[Stored data entries]
--------------------------------
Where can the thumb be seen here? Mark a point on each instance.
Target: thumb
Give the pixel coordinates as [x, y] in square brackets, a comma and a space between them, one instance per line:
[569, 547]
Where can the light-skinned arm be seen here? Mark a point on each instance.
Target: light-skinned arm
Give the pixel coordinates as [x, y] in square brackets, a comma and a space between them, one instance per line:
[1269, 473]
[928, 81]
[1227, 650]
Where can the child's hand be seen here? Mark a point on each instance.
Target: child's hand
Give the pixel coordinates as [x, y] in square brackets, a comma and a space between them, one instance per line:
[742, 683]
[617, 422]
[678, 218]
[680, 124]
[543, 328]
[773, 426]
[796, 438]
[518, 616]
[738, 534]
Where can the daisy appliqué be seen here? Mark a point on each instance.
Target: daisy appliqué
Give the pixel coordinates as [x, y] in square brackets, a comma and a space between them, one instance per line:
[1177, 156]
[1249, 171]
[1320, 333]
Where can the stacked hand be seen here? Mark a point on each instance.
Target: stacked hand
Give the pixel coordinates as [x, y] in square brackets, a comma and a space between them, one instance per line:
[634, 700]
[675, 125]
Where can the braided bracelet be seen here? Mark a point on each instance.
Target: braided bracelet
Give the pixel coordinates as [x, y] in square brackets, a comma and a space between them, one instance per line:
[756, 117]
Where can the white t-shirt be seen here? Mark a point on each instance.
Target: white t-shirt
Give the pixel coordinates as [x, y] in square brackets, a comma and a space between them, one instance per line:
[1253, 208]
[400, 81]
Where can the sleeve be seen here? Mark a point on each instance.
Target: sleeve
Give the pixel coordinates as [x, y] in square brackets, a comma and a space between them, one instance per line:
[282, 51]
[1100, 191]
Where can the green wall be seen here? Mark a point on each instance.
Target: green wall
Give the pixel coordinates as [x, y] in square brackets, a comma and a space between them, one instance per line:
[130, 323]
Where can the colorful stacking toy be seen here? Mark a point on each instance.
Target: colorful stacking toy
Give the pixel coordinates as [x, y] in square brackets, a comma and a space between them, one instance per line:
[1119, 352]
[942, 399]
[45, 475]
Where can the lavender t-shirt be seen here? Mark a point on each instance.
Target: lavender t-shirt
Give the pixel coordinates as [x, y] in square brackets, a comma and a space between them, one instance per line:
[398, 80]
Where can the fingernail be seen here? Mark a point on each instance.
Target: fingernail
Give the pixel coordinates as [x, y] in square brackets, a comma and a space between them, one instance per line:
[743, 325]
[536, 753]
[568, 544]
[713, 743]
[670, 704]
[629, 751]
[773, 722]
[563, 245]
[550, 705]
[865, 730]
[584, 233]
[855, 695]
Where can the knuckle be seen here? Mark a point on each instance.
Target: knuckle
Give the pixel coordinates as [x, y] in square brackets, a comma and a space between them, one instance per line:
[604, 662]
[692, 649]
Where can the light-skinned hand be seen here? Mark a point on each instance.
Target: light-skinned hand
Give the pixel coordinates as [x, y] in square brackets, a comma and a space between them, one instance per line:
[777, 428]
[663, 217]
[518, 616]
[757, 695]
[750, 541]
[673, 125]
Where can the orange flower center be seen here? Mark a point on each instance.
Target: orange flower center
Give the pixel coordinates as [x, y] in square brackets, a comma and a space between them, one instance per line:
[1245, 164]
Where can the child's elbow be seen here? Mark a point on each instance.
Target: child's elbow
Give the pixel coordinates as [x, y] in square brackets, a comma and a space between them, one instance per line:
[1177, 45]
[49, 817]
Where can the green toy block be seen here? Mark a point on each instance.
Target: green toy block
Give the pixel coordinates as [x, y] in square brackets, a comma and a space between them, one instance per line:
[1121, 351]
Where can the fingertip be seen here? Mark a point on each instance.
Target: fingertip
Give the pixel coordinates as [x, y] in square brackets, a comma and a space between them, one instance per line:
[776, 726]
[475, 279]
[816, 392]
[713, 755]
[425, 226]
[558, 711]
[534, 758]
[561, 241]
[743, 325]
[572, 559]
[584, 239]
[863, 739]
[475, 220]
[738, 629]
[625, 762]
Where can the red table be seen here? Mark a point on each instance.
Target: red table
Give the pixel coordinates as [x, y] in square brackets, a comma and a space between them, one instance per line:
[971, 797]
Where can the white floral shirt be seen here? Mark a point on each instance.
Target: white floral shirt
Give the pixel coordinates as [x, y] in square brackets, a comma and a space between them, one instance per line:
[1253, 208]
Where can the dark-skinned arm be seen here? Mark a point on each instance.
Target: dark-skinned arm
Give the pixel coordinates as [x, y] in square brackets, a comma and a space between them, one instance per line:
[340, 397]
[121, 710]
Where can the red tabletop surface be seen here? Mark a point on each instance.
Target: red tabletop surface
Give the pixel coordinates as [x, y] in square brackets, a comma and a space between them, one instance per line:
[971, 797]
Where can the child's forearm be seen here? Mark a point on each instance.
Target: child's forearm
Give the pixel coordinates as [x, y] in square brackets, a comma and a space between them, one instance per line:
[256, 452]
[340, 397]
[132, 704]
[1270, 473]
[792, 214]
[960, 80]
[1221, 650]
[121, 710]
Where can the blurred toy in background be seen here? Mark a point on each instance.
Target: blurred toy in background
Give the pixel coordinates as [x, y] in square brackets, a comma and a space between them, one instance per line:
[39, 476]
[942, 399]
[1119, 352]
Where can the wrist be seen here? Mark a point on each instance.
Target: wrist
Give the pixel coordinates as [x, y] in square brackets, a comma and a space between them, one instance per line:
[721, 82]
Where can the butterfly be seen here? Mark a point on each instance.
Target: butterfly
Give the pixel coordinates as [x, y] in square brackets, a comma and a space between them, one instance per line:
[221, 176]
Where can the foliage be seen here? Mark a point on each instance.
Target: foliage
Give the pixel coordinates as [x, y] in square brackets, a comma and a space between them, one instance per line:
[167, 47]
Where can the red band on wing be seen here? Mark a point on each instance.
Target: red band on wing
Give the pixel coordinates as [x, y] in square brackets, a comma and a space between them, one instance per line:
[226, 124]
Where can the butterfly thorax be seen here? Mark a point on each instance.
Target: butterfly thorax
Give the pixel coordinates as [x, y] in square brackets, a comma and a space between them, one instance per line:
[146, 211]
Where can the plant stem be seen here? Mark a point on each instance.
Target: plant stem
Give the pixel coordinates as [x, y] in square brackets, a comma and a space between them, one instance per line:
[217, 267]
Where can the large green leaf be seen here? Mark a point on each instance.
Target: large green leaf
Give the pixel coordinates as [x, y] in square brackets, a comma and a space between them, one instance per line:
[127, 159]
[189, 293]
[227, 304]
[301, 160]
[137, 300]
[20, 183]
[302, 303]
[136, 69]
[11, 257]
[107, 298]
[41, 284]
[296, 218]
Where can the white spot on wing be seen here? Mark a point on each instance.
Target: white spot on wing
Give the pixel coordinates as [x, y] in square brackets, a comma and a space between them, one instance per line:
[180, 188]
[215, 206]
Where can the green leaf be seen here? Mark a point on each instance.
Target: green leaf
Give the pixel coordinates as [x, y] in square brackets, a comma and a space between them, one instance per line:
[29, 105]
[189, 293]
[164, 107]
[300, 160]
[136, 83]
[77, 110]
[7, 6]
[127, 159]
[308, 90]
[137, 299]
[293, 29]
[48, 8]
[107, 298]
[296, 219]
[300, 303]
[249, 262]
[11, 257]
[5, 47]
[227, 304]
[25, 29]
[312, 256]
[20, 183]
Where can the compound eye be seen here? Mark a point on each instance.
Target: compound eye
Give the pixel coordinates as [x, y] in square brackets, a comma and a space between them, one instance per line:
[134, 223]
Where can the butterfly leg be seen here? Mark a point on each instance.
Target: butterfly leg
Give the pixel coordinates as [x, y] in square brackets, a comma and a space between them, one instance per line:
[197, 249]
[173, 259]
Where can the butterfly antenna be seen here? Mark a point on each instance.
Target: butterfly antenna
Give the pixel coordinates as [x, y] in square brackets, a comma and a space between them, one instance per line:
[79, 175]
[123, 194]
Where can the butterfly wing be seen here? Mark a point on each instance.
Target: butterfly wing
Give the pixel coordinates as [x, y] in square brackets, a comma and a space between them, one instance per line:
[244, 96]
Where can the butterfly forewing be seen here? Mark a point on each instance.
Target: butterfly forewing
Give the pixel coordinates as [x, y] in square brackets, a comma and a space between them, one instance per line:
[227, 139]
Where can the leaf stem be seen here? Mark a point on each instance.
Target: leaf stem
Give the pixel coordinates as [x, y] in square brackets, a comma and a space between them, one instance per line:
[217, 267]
--------------------------------
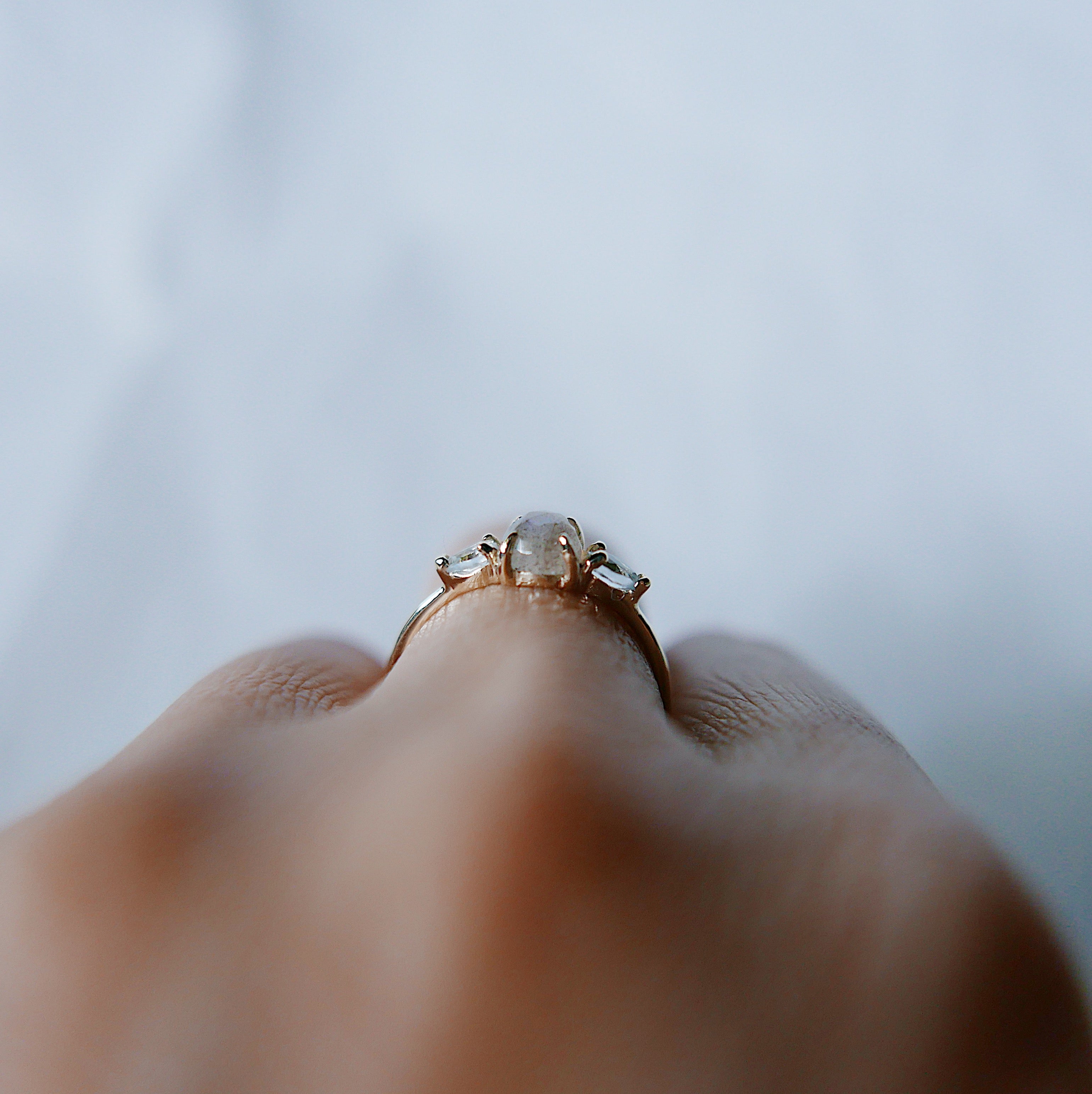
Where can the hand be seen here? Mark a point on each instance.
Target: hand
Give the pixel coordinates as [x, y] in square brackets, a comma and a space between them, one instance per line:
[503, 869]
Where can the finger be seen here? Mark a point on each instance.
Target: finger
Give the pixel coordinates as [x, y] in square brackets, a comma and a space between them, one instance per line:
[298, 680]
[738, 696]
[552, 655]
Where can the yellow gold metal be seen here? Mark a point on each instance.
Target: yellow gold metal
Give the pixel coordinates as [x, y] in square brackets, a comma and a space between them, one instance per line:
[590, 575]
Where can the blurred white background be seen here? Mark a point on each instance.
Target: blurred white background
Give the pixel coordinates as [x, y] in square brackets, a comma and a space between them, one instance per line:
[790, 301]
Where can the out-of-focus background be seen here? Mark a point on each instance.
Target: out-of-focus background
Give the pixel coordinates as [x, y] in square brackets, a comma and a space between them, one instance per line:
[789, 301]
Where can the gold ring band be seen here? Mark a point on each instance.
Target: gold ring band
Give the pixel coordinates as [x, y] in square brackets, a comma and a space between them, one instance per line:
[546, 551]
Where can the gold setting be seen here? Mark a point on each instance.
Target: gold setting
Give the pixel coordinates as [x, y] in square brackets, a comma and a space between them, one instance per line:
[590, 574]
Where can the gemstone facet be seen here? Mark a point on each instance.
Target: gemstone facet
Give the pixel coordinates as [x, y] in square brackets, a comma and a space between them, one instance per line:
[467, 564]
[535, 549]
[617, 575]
--------------------------------
Assigned task:
Gather all lines with the string "skinned" from the data.

Task response:
Where can the light-skinned arm be seen here? Mark a point on each instance.
Target: light-skinned arm
Where can the light-skinned hand be seen here? Mark a point on each instance.
Target: light-skinned hand
Where can the dark-skinned arm be seen here? Mark a point on each instance.
Target: dark-skinned arm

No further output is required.